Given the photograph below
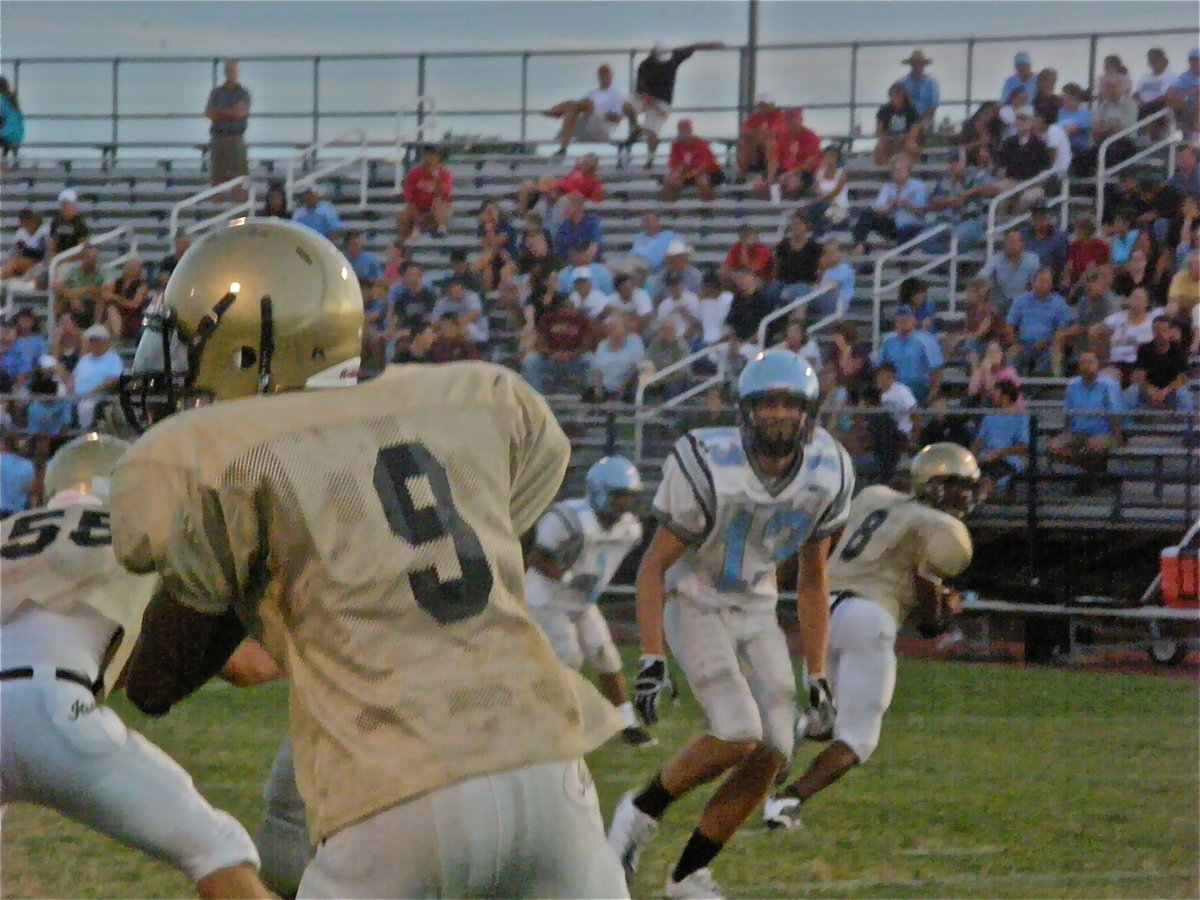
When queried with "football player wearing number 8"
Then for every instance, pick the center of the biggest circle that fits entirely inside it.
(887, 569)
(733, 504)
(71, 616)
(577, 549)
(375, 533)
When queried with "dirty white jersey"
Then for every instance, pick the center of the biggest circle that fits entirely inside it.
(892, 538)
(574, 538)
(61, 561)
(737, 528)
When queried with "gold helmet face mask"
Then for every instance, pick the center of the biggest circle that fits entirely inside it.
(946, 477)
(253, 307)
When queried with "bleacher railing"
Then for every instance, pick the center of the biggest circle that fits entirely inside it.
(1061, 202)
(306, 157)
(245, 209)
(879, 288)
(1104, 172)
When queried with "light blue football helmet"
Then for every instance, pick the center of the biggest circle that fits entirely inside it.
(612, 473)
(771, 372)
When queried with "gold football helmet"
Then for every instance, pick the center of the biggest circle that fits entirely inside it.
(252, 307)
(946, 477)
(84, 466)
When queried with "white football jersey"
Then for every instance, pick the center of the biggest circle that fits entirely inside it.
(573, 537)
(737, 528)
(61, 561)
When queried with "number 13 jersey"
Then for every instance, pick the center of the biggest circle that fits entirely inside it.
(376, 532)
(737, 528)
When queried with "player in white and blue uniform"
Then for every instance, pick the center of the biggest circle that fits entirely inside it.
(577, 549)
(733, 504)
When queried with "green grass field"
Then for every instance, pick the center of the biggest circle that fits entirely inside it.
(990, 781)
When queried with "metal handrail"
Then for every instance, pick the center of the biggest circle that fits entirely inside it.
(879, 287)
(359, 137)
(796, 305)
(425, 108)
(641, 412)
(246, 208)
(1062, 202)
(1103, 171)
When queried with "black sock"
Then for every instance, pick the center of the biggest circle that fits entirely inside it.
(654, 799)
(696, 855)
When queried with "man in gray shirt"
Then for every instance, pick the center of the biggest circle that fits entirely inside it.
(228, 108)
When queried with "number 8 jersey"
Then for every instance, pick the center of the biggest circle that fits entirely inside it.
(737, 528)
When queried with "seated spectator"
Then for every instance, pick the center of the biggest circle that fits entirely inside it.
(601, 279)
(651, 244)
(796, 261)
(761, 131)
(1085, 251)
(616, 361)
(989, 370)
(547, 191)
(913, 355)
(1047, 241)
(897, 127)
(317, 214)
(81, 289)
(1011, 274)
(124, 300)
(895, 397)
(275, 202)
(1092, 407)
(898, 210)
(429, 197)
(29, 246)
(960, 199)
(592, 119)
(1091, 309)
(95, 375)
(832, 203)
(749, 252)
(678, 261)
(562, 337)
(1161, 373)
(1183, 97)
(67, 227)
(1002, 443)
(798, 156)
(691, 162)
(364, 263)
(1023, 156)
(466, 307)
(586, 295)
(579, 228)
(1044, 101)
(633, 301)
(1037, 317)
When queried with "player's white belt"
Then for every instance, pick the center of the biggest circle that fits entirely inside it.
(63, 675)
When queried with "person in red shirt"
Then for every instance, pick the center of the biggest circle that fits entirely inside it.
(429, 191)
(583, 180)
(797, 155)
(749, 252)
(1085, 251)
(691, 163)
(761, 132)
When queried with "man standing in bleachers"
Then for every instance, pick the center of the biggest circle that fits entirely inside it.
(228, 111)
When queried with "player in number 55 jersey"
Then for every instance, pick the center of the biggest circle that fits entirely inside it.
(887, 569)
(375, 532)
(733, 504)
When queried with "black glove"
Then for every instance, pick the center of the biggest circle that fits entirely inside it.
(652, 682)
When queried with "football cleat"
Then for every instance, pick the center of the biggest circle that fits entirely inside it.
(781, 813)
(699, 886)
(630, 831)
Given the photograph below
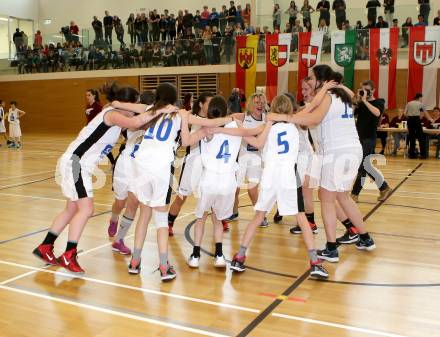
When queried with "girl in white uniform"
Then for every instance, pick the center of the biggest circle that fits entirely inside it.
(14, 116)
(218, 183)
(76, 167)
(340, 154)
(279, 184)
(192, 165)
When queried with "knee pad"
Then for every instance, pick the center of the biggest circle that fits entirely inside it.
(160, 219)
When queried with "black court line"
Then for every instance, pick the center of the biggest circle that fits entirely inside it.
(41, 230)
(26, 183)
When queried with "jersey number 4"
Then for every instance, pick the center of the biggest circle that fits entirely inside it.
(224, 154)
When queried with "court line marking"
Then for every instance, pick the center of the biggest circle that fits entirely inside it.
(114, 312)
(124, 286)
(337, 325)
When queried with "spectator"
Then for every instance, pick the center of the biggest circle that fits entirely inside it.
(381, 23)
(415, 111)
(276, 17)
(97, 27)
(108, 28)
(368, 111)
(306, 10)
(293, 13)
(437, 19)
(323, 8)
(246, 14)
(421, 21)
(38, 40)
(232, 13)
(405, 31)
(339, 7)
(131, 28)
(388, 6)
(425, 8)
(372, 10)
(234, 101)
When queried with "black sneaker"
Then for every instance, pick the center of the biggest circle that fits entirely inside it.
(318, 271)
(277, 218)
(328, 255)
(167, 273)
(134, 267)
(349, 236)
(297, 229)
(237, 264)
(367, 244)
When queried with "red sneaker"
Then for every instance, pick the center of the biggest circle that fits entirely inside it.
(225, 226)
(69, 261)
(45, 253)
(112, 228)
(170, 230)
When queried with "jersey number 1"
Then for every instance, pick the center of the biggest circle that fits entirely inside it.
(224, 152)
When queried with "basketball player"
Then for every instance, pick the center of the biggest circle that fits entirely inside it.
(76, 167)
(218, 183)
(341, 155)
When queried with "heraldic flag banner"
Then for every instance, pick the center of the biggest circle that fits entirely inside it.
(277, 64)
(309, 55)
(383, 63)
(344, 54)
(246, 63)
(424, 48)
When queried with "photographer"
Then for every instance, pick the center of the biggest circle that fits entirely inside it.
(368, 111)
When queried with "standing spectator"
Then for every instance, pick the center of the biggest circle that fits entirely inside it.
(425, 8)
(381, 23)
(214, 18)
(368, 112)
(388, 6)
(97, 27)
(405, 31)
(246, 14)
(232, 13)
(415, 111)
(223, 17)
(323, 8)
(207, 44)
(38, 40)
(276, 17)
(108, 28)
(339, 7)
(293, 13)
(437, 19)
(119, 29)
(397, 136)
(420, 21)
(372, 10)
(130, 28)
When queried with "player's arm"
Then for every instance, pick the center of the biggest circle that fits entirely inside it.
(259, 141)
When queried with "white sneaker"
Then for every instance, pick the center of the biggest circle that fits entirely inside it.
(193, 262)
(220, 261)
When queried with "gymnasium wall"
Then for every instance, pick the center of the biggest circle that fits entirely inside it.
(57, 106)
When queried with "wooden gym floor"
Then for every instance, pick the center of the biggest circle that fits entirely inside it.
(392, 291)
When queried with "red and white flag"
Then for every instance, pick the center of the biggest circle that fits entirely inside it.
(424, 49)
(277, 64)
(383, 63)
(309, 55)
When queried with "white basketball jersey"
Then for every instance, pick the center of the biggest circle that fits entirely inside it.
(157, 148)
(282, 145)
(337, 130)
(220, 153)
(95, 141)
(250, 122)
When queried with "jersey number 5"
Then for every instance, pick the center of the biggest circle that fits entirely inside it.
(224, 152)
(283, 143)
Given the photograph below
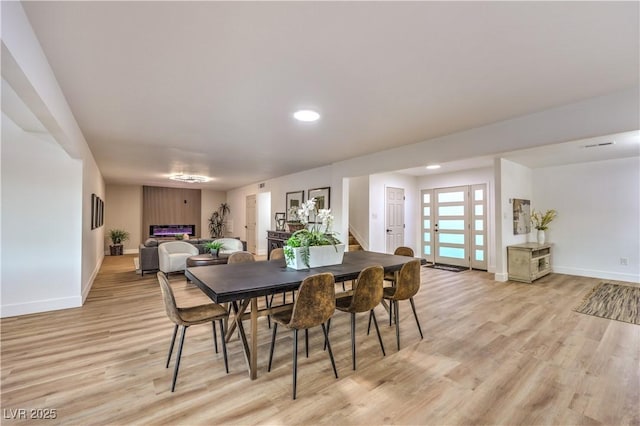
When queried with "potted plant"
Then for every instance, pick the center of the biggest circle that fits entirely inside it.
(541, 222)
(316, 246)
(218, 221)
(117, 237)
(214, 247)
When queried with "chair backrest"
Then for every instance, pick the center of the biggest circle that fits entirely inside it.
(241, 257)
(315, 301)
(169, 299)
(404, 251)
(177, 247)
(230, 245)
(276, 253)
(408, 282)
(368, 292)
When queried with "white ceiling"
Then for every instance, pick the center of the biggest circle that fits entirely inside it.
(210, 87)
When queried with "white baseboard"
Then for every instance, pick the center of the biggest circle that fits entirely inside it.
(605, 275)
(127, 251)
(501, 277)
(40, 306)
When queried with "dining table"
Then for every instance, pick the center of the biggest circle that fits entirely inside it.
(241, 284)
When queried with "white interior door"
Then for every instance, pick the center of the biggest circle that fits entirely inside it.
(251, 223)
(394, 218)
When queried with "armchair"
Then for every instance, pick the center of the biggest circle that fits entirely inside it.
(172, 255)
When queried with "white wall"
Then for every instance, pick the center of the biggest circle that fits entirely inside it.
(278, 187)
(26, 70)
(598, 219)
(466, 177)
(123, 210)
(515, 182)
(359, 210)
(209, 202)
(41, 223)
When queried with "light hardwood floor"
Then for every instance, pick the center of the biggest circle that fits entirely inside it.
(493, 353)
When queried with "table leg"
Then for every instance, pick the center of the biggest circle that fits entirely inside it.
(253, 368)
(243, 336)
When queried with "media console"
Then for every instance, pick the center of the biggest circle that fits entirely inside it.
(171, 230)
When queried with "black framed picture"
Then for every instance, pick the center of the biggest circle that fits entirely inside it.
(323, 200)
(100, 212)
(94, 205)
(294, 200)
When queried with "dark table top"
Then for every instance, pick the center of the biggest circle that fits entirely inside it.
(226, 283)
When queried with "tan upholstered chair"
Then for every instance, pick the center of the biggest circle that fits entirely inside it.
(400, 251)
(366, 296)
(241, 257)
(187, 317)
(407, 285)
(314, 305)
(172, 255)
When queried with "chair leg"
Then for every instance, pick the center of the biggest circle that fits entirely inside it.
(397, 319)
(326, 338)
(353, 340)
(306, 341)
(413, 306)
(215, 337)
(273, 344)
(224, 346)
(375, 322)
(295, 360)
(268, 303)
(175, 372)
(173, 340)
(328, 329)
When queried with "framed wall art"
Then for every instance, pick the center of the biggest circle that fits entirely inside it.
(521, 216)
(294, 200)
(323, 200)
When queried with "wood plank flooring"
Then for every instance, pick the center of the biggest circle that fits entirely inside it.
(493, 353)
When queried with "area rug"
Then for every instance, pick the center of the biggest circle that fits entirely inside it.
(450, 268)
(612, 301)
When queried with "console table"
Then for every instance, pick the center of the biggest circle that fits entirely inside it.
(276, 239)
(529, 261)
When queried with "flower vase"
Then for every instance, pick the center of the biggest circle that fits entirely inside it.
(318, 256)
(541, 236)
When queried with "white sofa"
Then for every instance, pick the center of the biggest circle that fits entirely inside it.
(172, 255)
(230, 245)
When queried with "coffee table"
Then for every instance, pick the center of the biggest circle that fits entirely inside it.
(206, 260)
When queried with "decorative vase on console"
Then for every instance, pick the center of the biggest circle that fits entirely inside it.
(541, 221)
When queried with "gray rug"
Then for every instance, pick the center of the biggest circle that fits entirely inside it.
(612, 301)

> PROBLEM DETAILS: In how many lines of the material above does the word "blue" appear? Reply with the number alone.

> ANSWER IN FULL: 2